EXERCISE INSTRUCTIONS:
1 > In the ebike forum thread, condense the paragraph beginning "I'm not sure why you would even post" into one or two shorter sentences that keep its main points.
2 > Carry the ebike forum thread forward from the point where it stops.

TEXT TO READ:

I didn't present anything as fact, you assumed that on your own. This is a forum full of opinions. Nothing is factual. You do realize that don't ya? I am on a mountain bike forum, except you failed to realize YOU are in an ebike section of the forum!!! If you don't like talking about ebikes, or feel they don't warrant the conversation, then take it up with mtbr, attacking me in a forum you really don't belong in other than to be confrontational is asinine.

I'm not sure why you would even post in an ebike forum? You don't own an ebike nor do you intend to. For all rights and purposes you are in the wrong place buddy. I don't own a 29er, so you won't be seeing me in a niner forum criticizing anyone for riding a bike I don't own.


----------



## life behind bars (May 24, 2014)

ALimon said:


> I'm not sure why you would even post in an ebike forum? You don't own an ebike nor do you intend to. For all rights and purposes you are in the wrong place buddy. I don't own a 29er, so you won't be seeing me in a niner forum criticizing anyone for riding a bike I don't own.

INFORMATION PROVIDED:
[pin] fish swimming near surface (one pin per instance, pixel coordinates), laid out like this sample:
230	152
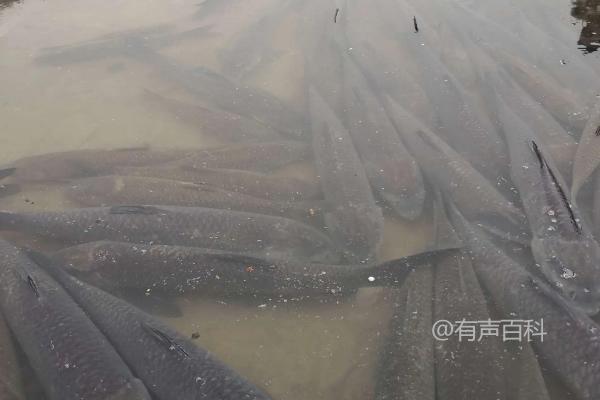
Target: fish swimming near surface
113	190
70	356
171	366
353	218
571	345
11	379
214	122
562	243
187	226
587	156
176	270
234	180
406	369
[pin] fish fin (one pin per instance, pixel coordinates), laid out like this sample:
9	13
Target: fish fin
9	189
563	196
165	339
135	209
567	306
154	304
7	172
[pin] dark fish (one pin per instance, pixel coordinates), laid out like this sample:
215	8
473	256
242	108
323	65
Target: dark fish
82	163
571	347
562	244
11	381
455	176
71	358
234	180
176	269
214	122
186	226
172	366
406	369
353	218
114	189
260	156
393	173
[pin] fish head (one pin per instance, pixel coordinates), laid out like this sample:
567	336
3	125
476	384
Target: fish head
573	267
356	230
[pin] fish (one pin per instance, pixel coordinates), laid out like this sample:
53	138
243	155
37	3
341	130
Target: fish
405	369
213	122
456	177
562	243
177	270
352	218
258	156
587	156
11	379
115	190
172	366
233	180
461	363
393	173
185	226
60	166
70	356
570	348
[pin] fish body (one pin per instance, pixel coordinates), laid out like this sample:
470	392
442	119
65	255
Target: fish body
571	347
70	356
353	218
176	270
186	226
172	366
393	173
562	244
113	190
246	182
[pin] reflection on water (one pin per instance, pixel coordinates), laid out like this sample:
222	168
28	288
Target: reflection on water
588	11
252	173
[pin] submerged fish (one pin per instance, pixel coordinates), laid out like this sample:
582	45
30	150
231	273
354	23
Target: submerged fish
456	177
587	156
353	219
406	369
393	173
214	122
571	345
562	244
171	366
113	190
234	180
11	381
70	356
187	226
176	269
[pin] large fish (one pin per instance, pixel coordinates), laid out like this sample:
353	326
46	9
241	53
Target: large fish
11	381
562	244
353	219
406	369
587	156
571	346
70	356
171	366
186	226
233	180
176	269
393	173
455	176
114	190
213	122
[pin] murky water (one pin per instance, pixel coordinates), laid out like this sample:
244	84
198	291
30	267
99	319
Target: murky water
72	77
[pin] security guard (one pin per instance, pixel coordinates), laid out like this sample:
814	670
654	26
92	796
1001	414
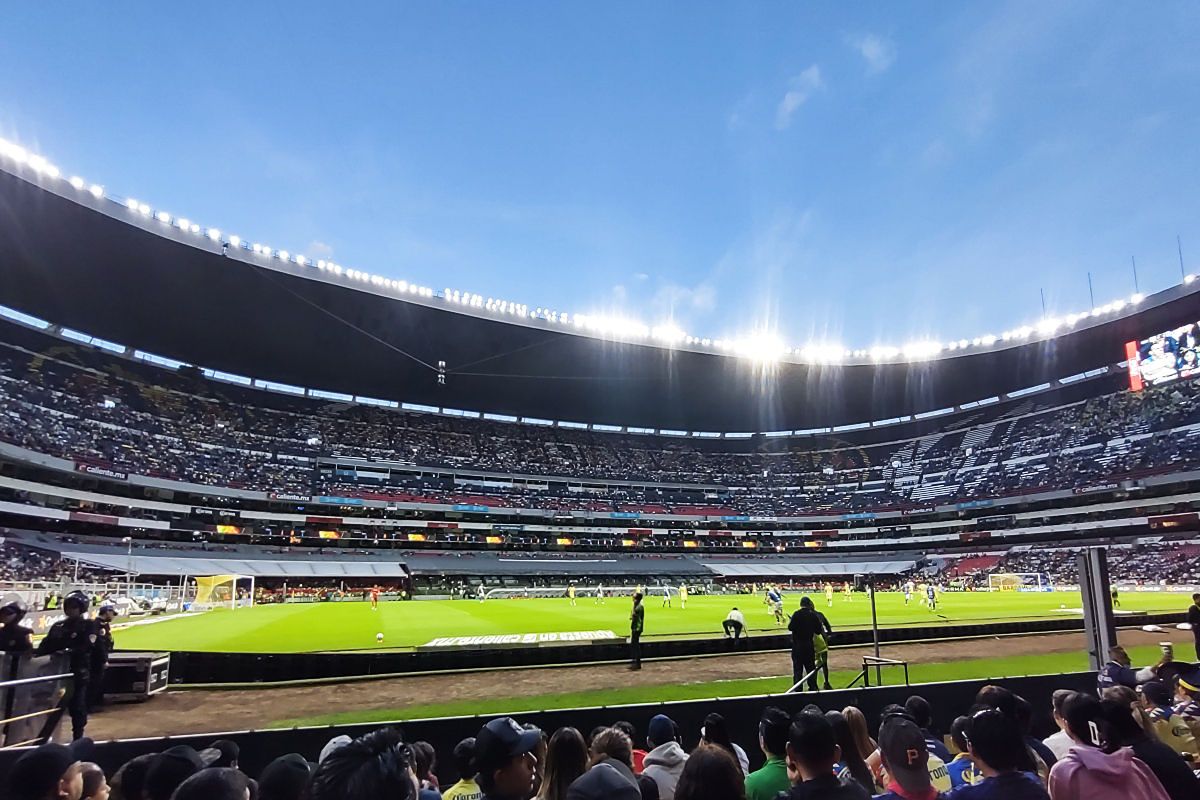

WRITTEN ANSWERS:
1 > The writer asks why the other person posts in an ebike forum when they neither own an ebike nor plan to, and tells them they are in the wrong place. The writer adds that, not owning a 29er, they would never go into a niner forum to criticize people for riding one.

2 >
This isn't the emotorbike sub forum Einstein. The safe space is over there --------------------->. E-Bikes - Mtbr.com


----------



## ALimon (Oct 12, 2017)

We all know it was before klurejr moved it because of the shenanigans. Einstein huh? Always the need for a jab eh? Classy!


----------



## leeboh (Aug 5, 2011)

ALimon said:


> I didn't present anything as fact, you assumed that on your own. This is a forum full of opinions. Nothing is factual. You do realize that don't ya? I am on a mountain bike forum, except you failed to realize YOU are in an ebike section of the forum!!! If you don't like talking about ebikes, or feel they don't warrant the conversation, then take it up with mtbr, attacking me in a forum you really don't belong in other than to be confrontational is asinine.
> 
> I'm not sure why you would even post in an ebike forum? You don't own an ebike nor do you intend to. For all rights and purposes you are in the wrong place buddy. I don't own a 29er, so you won't be seeing me in a niner forum criticizing anyone for riding a bike I don't own.


 What e bike are you currently riding?


----------



## TheDwayyo (Dec 2, 2014)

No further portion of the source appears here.